Apothecary jars were used to store and preserve crude and compounded drugs, in both dry and liquid forms. They were made from a variety of materials including wood, glass, ceramic, and metal. They came in various shapes and sizes: Tall-waisted albarelli and wide-mouth jars were used to store dry, bulky material such as leaves, bark, and flowers. Syrup jars with spouts and handles were used for liquids. Small, thin-necked containers held minute quantities of liquids, and tiny vials and pots were used for dispensing medicines to patients.
|Jar from King Augustus II's court pharmacy in Dresden, 1734|
The ceramic jars in the Bristol-Myers Squibb collection are an eclectic mix from European cities such as Faenza, Florence, Siena, Castel Durante, Urbino, Castelli, Genoa, Savona, Verona, Venice, Milan, Strasbourg, Rouen, Dresden, Berlin, Nuremberg, Offenbach, Flörsheim, Frankfurt, Hanau, Delft, and Catalonia.
Apothecary containers generally represented a small portion of a potter’s inventory of tiles and tableware. Drug jars were often a means to supplement a craftsman’s income. There was a steady market for apothecary containers for pharmacies, hospitals, palace apothecaries, and monasteries. Many Italian potters found the home market crowded, and thus they migrated to more lucrative areas across the European continent adding to the difficulty of identifying the provenance of early apothecary containers. Well-to-do pharmacists arranged to have large sets of jars produced with coats of arms or other distinguishing images symbols applied to the jars. For example, the straight-walled container 1991.0664.0715, produced in 1734 for the court pharmacy of Dresden, and bears the initials AR referring to Augustus Rex, King Augustus II (the Strong), of Poland. Flanking the initials are a coat of arms with crossed swords for the Electorate of Saxony, and another coat of arms for the Kingdom of Poland. Albarelli and other ceramic containers were also used in the home to store medicines, spices, and dyes. Containers without lids were covered with parchment or cloth and tied with a string at the neck.

### Directions:
Extend the text on apothecary jars, picking up after its final sentence. The entries that come next have no connection to the text on apothecary jars.

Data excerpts
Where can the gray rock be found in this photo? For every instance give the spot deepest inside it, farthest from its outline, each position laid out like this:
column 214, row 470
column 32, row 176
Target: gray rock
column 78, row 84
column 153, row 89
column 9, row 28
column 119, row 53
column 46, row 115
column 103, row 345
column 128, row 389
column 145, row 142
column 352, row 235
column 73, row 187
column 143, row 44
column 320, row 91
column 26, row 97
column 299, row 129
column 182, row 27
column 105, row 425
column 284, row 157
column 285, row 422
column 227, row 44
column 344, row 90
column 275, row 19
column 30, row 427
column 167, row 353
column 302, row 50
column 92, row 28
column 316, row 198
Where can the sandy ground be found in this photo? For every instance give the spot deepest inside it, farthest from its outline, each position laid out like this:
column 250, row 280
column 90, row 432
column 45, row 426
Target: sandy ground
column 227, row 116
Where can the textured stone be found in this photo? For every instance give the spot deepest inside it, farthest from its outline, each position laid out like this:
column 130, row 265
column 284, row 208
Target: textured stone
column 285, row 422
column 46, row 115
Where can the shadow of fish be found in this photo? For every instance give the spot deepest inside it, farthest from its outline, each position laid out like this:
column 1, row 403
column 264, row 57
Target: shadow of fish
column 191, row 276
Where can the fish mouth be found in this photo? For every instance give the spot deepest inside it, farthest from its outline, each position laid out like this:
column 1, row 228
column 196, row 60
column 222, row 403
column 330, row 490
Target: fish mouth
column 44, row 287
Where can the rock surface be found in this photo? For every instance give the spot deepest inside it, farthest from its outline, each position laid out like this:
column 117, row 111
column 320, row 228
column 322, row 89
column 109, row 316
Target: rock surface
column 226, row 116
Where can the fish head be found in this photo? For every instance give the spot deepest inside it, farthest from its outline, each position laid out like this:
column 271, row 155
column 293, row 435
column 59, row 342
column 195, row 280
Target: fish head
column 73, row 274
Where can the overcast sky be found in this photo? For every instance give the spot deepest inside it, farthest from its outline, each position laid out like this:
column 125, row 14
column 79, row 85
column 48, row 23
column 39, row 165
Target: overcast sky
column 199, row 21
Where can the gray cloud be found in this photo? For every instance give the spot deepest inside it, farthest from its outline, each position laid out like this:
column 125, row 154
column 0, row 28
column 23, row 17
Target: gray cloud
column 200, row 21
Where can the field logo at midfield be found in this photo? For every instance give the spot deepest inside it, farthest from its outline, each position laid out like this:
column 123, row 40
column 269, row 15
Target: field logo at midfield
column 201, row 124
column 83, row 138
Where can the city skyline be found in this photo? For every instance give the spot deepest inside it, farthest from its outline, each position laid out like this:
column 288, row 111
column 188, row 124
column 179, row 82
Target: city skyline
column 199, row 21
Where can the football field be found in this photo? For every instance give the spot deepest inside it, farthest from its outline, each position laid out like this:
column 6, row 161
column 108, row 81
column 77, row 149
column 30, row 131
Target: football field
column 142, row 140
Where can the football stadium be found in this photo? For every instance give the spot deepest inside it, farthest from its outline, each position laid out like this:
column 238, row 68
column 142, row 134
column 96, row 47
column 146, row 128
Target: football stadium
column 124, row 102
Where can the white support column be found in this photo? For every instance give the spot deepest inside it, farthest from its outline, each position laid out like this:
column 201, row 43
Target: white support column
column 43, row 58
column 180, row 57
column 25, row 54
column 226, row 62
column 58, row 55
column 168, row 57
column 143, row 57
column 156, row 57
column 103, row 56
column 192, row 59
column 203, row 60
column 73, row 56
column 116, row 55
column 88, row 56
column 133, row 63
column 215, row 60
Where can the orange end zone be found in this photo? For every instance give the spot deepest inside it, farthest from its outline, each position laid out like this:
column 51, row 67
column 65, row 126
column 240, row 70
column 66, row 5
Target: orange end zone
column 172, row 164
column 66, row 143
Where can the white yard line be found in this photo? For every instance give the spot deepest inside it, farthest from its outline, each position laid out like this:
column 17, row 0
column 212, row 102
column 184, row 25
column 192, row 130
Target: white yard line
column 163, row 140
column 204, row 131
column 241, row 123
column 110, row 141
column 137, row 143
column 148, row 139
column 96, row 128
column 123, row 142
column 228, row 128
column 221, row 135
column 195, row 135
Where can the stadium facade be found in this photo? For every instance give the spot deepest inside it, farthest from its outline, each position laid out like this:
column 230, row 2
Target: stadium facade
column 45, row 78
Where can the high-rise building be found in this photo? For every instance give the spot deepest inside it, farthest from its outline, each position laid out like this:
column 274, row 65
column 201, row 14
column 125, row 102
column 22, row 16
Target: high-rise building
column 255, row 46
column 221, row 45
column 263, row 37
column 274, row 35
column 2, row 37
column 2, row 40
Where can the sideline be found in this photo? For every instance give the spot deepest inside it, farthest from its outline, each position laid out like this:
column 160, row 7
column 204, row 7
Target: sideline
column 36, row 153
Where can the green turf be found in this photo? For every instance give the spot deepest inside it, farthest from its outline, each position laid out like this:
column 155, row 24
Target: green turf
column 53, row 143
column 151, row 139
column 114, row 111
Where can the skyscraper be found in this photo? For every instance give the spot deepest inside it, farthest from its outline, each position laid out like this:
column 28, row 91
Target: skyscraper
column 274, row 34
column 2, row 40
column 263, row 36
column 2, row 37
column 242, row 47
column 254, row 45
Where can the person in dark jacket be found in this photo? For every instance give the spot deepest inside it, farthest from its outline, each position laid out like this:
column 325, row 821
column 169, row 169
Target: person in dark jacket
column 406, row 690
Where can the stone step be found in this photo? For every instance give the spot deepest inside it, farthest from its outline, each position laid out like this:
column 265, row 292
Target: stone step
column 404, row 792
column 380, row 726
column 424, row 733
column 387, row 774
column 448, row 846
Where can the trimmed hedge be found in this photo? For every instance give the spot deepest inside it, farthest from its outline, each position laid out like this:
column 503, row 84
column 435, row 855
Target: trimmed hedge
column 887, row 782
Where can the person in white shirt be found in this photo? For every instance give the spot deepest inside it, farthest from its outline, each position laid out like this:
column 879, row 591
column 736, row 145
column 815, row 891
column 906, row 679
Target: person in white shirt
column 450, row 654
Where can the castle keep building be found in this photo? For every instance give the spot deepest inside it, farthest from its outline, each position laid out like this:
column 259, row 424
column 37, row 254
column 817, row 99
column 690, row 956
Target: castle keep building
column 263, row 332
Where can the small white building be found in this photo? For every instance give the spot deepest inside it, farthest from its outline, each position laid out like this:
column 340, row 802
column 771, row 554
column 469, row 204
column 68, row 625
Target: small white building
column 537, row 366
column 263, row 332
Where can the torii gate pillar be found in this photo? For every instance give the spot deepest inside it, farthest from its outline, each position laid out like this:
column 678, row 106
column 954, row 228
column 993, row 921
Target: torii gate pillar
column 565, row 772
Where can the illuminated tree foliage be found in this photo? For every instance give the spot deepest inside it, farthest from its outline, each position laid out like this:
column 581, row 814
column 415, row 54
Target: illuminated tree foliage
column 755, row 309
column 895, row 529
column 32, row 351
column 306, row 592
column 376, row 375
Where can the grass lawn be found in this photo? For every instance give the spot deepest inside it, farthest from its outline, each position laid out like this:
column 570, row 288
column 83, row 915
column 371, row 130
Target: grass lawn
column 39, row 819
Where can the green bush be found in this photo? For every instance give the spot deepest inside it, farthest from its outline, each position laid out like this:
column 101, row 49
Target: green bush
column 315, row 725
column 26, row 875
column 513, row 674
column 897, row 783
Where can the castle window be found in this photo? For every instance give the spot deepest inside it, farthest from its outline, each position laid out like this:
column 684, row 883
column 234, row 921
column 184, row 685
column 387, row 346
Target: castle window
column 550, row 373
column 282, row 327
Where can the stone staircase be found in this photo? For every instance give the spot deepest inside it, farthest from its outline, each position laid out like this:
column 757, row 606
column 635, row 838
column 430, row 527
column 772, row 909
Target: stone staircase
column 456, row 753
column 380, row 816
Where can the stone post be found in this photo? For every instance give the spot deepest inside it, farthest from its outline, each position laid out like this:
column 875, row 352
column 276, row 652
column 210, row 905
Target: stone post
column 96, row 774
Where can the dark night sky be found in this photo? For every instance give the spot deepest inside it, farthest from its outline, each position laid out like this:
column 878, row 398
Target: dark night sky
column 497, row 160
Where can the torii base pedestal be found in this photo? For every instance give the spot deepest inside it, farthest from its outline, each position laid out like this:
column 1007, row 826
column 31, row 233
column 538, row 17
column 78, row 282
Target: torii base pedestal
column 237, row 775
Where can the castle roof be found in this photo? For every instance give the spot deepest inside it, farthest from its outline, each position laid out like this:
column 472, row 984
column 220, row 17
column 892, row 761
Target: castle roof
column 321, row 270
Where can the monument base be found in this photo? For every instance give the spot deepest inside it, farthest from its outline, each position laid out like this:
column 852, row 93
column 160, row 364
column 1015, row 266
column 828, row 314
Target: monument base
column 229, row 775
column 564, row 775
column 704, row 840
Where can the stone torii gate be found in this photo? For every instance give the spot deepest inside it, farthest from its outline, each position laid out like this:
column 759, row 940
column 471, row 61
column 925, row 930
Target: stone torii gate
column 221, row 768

### Output of the exercise:
Jars with labels referencing their contents begin to appear in the 15th century. Sometimes a blank area was left on the jar in which the apothecary could write the jars contents. The earliest jars in the collection are decorated with geometric patterns and deep blue and yellow hues. Historical and religious themes were popular as decoration in the 17th and 18th centuries.
Abbreviations and alchemical symbols seen on many of the collections jars varied from century to century and from country to country. One plant could be spelled or abbreviated several ways, consequently it is not always possible to decipher the labels on drug jars. Physicians and their patients were preoccupied with the digestive system. There was an inordinate number of remedies in the seventeenth and eighteenth century having to do with the control or the lack of control of bowels, flatulence etc.